## [Text excerpt]
The U.S. Positive Women’s Network (PWN) is a project of WORLD (Women Organized to Respond to Life-threatening Disease) in Oakland, CA. We are a national membership organization that exists to strengthen the strategic power of all women living with HIV in the United States. For more information visit: www.pwn-usa.org and join the PWN mailing list by emailing pwn(at)womenhiv.org.

Analysis Violence

Nan-Hui Jo’s Case Shows How the System Fails Immigrant Abuse Survivors

Victoria Law

On April 28, a Korean immigrant and domestic abuse survivor named Nan-Hui Jo was sentenced to 175 days in jail and three years of probation after being convicted of misdemeanor child abduction. Now, she faces the threat of deportation and permanent separation from her daughter.

## [Supplied entries]
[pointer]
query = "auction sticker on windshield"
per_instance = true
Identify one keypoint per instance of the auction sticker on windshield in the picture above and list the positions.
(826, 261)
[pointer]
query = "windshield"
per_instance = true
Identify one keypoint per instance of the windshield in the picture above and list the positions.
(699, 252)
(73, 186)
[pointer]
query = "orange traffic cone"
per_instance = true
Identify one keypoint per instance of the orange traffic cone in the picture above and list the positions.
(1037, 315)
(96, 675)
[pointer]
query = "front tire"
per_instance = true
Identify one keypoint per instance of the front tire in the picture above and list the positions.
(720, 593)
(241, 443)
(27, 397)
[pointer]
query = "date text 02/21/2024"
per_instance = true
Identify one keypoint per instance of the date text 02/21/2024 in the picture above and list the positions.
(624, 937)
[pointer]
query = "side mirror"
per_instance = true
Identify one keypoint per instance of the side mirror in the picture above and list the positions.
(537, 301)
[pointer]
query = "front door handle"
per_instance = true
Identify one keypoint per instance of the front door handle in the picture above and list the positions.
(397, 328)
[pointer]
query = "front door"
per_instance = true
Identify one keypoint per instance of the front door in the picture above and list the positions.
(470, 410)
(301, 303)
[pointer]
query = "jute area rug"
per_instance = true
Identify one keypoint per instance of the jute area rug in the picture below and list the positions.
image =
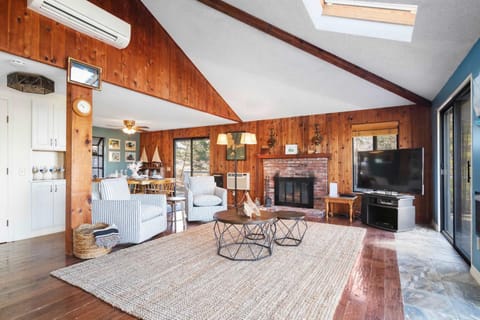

## [Your instructions]
Answer these about the text excerpt:
1. What organization runs PWN as one of its projects?
2. What crime was Nan-Hui Jo convicted of?
3. How many days of jail was she sentenced to?
None of the items matter here.

## [Task response]
1. WORLD (Women Organized to Respond to Life-threatening Disease)
2. Misdemeanor child abduction
3. 175 days